■ EXERCISE BRIEF ■
Make a verbatim copy of the entries below; pictures stay out.
** Start **
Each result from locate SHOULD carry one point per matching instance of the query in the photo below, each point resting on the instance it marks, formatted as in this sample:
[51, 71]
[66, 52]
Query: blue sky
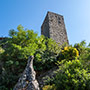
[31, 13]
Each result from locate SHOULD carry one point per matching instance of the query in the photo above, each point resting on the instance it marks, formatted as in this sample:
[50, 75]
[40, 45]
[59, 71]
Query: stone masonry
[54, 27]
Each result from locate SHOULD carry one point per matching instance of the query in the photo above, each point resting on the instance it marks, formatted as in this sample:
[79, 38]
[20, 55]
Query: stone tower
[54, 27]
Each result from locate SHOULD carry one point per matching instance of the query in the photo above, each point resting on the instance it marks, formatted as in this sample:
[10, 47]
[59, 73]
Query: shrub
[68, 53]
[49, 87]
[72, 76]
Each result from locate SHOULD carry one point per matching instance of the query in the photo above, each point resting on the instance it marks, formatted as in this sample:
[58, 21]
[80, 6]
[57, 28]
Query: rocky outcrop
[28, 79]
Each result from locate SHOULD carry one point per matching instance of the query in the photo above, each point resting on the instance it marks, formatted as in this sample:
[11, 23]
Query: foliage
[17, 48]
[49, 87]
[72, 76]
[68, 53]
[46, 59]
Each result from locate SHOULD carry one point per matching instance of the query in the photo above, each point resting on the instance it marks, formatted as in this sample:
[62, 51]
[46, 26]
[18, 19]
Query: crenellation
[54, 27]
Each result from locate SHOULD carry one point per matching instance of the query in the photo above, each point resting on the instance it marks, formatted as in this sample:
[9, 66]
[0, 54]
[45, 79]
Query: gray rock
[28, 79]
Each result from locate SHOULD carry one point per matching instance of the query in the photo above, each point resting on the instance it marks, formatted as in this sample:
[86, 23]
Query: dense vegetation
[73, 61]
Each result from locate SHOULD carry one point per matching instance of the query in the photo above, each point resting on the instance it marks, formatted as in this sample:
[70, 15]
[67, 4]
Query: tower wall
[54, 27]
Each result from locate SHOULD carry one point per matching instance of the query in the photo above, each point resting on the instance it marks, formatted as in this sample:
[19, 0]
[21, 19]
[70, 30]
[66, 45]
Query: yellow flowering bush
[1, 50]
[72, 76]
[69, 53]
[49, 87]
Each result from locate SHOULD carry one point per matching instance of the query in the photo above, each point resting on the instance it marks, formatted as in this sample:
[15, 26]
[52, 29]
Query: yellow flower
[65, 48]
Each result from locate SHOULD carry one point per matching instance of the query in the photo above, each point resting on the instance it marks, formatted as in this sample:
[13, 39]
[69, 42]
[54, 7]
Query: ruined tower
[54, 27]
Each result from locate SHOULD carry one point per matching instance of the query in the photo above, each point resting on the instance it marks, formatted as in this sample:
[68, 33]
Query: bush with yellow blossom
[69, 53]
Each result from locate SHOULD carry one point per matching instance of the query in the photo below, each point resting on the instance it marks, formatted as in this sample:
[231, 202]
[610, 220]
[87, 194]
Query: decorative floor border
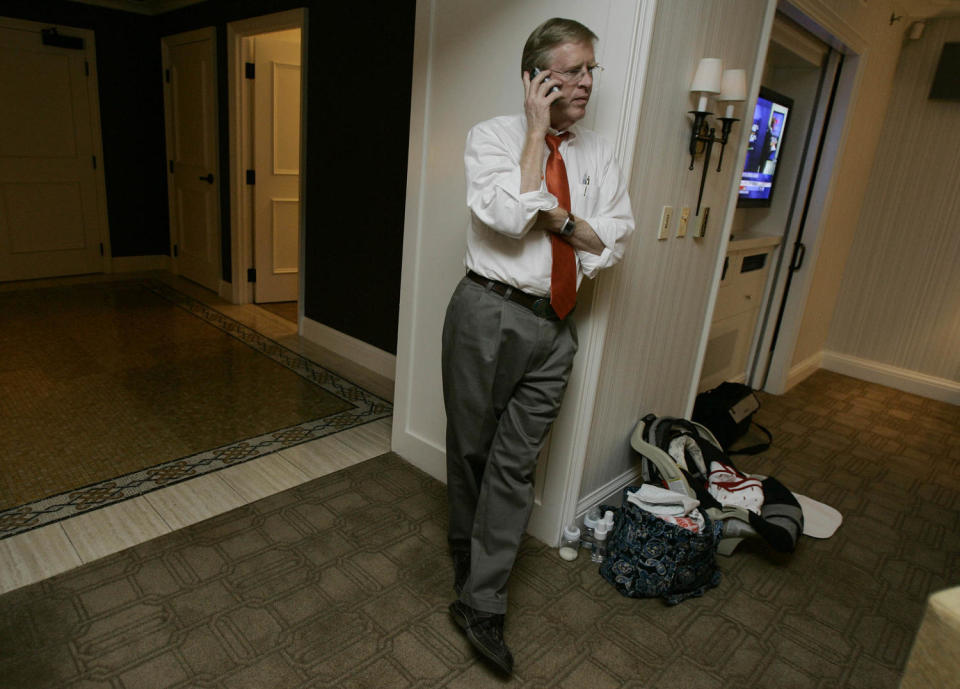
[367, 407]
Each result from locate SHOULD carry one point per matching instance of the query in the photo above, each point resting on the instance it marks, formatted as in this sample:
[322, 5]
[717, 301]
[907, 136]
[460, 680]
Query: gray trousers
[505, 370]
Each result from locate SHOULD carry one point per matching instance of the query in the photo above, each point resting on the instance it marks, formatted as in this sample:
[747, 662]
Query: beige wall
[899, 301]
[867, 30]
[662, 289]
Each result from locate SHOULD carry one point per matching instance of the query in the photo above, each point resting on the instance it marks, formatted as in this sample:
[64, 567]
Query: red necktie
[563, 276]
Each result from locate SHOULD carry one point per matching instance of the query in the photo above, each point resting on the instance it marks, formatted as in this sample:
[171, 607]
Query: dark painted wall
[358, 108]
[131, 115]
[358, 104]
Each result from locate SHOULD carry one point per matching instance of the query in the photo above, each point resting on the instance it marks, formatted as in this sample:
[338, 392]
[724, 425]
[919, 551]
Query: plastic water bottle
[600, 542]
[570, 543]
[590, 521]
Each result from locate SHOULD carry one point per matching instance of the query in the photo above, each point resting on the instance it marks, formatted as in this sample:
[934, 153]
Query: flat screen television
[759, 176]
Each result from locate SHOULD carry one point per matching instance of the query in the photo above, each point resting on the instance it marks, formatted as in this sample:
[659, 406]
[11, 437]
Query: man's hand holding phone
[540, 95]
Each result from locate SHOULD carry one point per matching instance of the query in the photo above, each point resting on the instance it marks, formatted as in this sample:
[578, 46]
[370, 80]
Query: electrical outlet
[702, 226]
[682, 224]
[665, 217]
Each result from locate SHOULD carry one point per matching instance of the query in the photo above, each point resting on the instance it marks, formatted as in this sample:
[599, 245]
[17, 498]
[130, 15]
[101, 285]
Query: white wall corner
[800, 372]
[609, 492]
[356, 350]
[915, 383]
** End **
■ EXERCISE ANSWER ■
Each result from locate SHOULD carry one point per matching instance of the query in the photo below, each point resting on the instance it marks, formatted as in this sample:
[51, 71]
[66, 52]
Query: blue sky
[31, 13]
Each result from locate SHOULD carry one point per matching instance of the query in the photo above, each point resting on the instance it marks, formatted as in this sample:
[50, 75]
[40, 45]
[59, 71]
Query: stone masonry
[54, 27]
Each result from locate SHOULD carry one point per matching instance of the query in the photo above, each point resting on the instance it marks, formatted as in this sample:
[79, 38]
[20, 55]
Query: stone tower
[54, 27]
Each result from locate SHOULD carry one point per matching instance of the query in the photo above, each point resting on the instance it marks, formatted as in this sample:
[10, 47]
[59, 73]
Query: shrub
[68, 53]
[49, 87]
[72, 76]
Each result from locate SHOULD carry one point per matching instance of the query in the photo above, each point resting on the instance it marks, formatted as in this sample:
[58, 21]
[80, 6]
[57, 28]
Query: rocky outcrop
[28, 79]
Each result from locate SHOULD carry one point per matching instance of the query in the photo above, each point resting on the instance it marks, formatted as in this sample:
[11, 23]
Query: foliage
[17, 48]
[49, 87]
[72, 76]
[68, 53]
[46, 59]
Each result from locate SHOULD carry one point per matching instance of the query in the photo above, each point resting on the instance it marks, formatted as in this sample:
[62, 51]
[46, 26]
[18, 19]
Query: crenellation
[54, 27]
Each result from locate SHOULD carry one point per matching instance of the query in the photo above, each point resting on the instance it marks, formatted as in this sample:
[9, 66]
[0, 54]
[45, 79]
Query: gray rock
[28, 79]
Each result from locate SHOULD carry one point per matching instance of the query in the photo above, each point resting on the instance it marks, formatted as in this sample:
[86, 23]
Query: dense vegetation
[73, 61]
Each result from locate SHOULD carry one point per matching instance of the query in the photo above, each point resting on the instance it marks, formatted as in this sample:
[70, 15]
[67, 4]
Query: tower wall
[54, 27]
Each result from locate SHOULD carry one point per matching instance of the query in the photo above, each point resting on the instance it marks, formatted as in this sample:
[19, 0]
[21, 19]
[70, 30]
[66, 45]
Query: yellow flowering bush
[1, 50]
[72, 76]
[69, 53]
[49, 87]
Each result from locate SHOULD carry one point per matching instance of the query in the photo above, each point resting on the instance it marks, formatted as in this sample:
[15, 26]
[52, 29]
Query: yellow flower
[65, 48]
Each result from locate SHOULD carry one point per matching instance of the query in the photo above, each point resting on the instance it marks, formatted as in this sample:
[13, 39]
[69, 42]
[54, 7]
Query: ruined tower
[54, 27]
Each result from locate SHOULD carry one point per matching instance of the query in the photo above, each point resting on the instance it marks, formatted as in this sample:
[68, 33]
Query: bush with yellow blossom
[69, 53]
Each result from locate SHOULD carry one point per matching instance of the query in the photo below, each point resting on the instance it marks, formatted as in this sample:
[231, 202]
[610, 220]
[87, 194]
Query: decorative floor border
[367, 407]
Each result from locate SHOULD carry one point per matching instance of the query in the photo above, each point resting on the instance it marks, formatted as in this sample:
[322, 5]
[717, 301]
[907, 136]
[460, 680]
Query: gray trousers
[505, 370]
Each result from locate SHOULD carry one point per matching instance of the query in the photo above, each point resting on the instance it marks, formatted as in this sample:
[747, 662]
Query: beige wall
[899, 301]
[867, 30]
[662, 289]
Each result from locate SHOULD carry one point per matching instance of the query in the photo above, each point resting on the instance it marks, formatted as in this sample:
[64, 567]
Query: red necktie
[563, 276]
Each result from locate SHOULD carry one point per matching instance of the query in the photo above, each point resting on the instance it marks, formatted as in this sample:
[171, 607]
Query: dark painted wall
[358, 108]
[131, 115]
[358, 104]
Each result from locate SHOULD carry one point per matching instance of the query in the photo above, each point resting on the instance it marks, formatted as in this sample:
[338, 392]
[724, 425]
[919, 551]
Query: plastic water bottle
[600, 542]
[570, 543]
[590, 521]
Each result from locate SHOULD carry one point per matching instance of the query in the photo above, each point resting on the instance it marks, formatted as in this sample:
[934, 153]
Query: flat screen television
[759, 176]
Each result from locate SHOULD carry one point per matching instance of the query in the photo above, each point resting on the instance it marks, formatted as in this sample:
[659, 406]
[11, 437]
Query: man's hand holding phone
[540, 95]
Each result from locate SHOULD carry one point per matching instance of the query in the photo above, each point resting on the instance it marks, formatted as in this sample:
[578, 46]
[370, 80]
Query: electrical outlet
[702, 226]
[682, 224]
[665, 217]
Each result from locate SHOULD carry one point per matching instance of the query in the photo above, each point resting on the instance it marks, formatted as in this sample:
[599, 245]
[17, 498]
[130, 15]
[101, 285]
Query: white wall corner
[800, 372]
[609, 492]
[356, 350]
[915, 383]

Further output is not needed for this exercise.